* **Supplied text**
--- begin ---

In 1188 Henry II of England and Philip II of France agreed to go on a crusade, and that Henry would use a white cross and Philip a red cross. Thirteenth-century authorities are unanimous on the point that the English king adopted the white cross, and the French king the red one (and not vice versa as suggested by later use). It is thus not clear at what point the English exchanged the white cross for the red-on-white one.

There was a historiographical tradition claiming that Richard the Lionheart himself adopted both the flag and the patron saint from the Republic of Genoa at some point during his crusade. This idea can be traced to the Victorian era, Perrin (1922) refers to it as a “common belief”, and it is still popularly repeated today even though it cannot be substantiated as historical.

--- end ---

* **Prompt a**
Give the location rows from the line containing "Your task: a point for each instance of the hanging" through the end of the rows as a two-column CSV with the columns ask and reply. Each ask and its answer go on one line, each in a single quoted field, with line breaks replaced by spaces.

Image object location rows:
--- begin ---

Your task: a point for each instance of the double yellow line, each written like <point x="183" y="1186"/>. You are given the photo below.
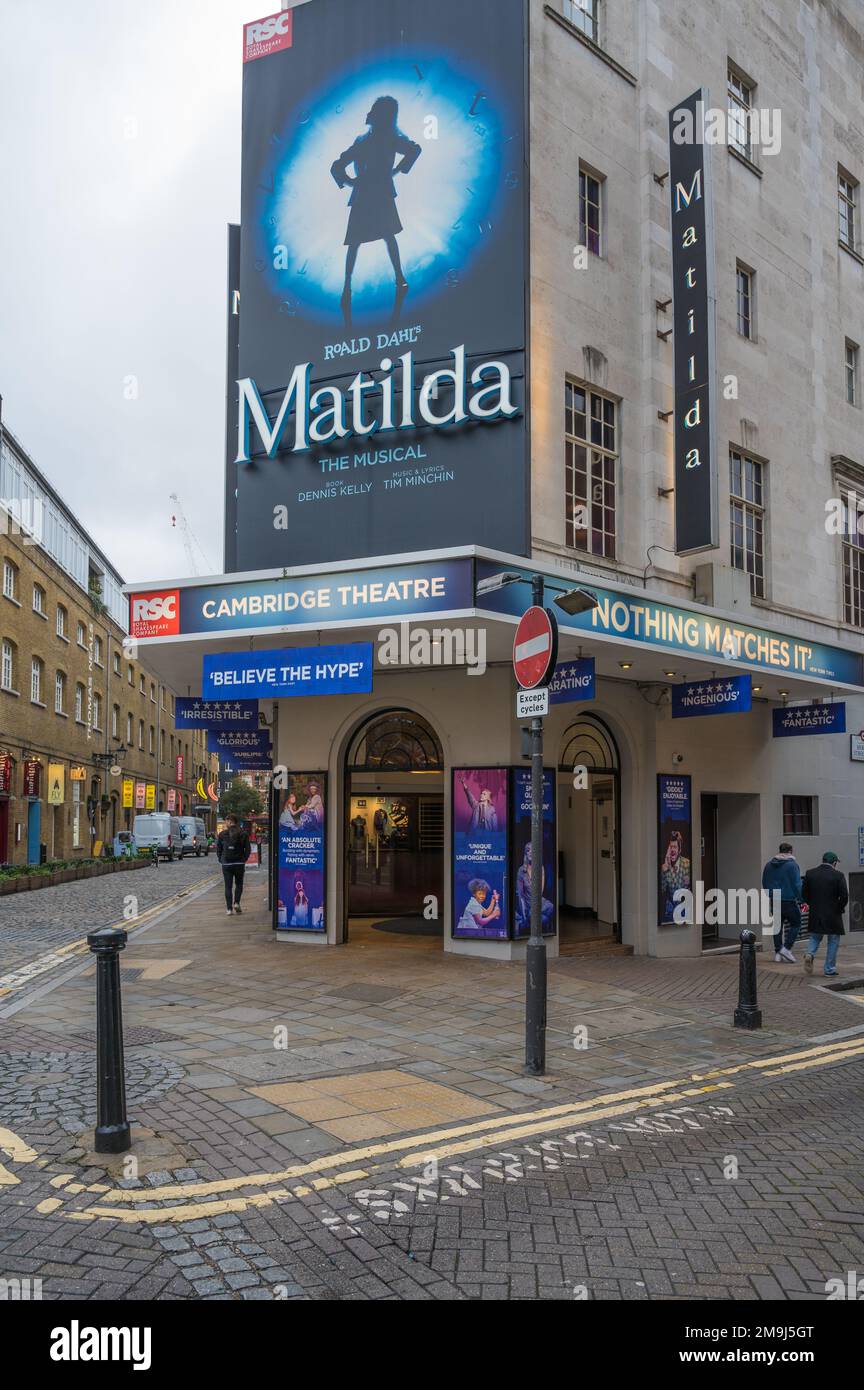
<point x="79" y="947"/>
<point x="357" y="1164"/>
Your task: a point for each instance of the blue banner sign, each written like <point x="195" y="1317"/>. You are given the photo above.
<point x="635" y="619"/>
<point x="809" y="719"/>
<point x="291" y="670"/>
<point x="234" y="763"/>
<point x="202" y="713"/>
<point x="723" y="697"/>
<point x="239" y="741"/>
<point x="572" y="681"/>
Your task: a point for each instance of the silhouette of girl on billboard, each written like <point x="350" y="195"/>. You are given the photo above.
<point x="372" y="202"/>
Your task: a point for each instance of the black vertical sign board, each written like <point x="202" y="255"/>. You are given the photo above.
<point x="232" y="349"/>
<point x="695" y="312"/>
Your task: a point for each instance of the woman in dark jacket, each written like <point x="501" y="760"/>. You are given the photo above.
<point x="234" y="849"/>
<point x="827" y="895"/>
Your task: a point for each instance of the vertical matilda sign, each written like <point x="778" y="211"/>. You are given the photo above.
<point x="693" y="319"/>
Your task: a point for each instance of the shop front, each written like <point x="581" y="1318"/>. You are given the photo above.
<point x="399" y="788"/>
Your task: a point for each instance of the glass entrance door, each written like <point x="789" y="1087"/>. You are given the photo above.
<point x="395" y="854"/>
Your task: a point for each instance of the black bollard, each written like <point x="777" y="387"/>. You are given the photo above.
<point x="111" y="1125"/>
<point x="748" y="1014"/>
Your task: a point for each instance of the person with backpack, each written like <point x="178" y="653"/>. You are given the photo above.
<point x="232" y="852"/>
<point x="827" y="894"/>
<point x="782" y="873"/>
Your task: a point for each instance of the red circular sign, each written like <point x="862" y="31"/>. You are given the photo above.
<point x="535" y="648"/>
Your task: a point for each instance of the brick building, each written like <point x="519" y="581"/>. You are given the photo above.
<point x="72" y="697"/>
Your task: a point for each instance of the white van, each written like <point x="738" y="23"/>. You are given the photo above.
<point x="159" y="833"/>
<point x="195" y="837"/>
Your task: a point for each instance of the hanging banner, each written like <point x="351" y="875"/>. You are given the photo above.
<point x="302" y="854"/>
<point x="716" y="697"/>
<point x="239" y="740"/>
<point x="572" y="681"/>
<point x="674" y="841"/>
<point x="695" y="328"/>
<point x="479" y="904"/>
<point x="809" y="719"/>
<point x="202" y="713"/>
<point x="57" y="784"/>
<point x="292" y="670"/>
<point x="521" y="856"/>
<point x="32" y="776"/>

--- end ---

* **Prompt b**
Write out the passage on the crusade crosses in full, word for word.

* **Right answer a**
ask,reply
"Your task: a point for each instance of the hanging banner, each written like <point x=""351"" y=""875""/>. You are given the photo above.","<point x=""302"" y=""854""/> <point x=""716"" y=""697""/> <point x=""239"" y=""740""/> <point x=""572"" y=""681""/> <point x=""674"" y=""841""/> <point x=""695"" y=""328""/> <point x=""479"" y=""904""/> <point x=""809"" y=""719""/> <point x=""202"" y=""713""/> <point x=""57"" y=""784""/> <point x=""292"" y=""670""/> <point x=""521"" y=""856""/> <point x=""32"" y=""776""/>"

* **Right answer b**
In 1188 Henry II of England and Philip II of France agreed to go on a crusade, and that Henry would use a white cross and Philip a red cross. Thirteenth-century authorities are unanimous on the point that the English king adopted the white cross, and the French king the red one (and not vice versa as suggested by later use). It is thus not clear at what point the English exchanged the white cross for the red-on-white one.

There was a historiographical tradition claiming that Richard the Lionheart himself adopted both the flag and the patron saint from the Republic of Genoa at some point during his crusade. This idea can be traced to the Victorian era, Perrin (1922) refers to it as a “common belief”, and it is still popularly repeated today even though it cannot be substantiated as historical.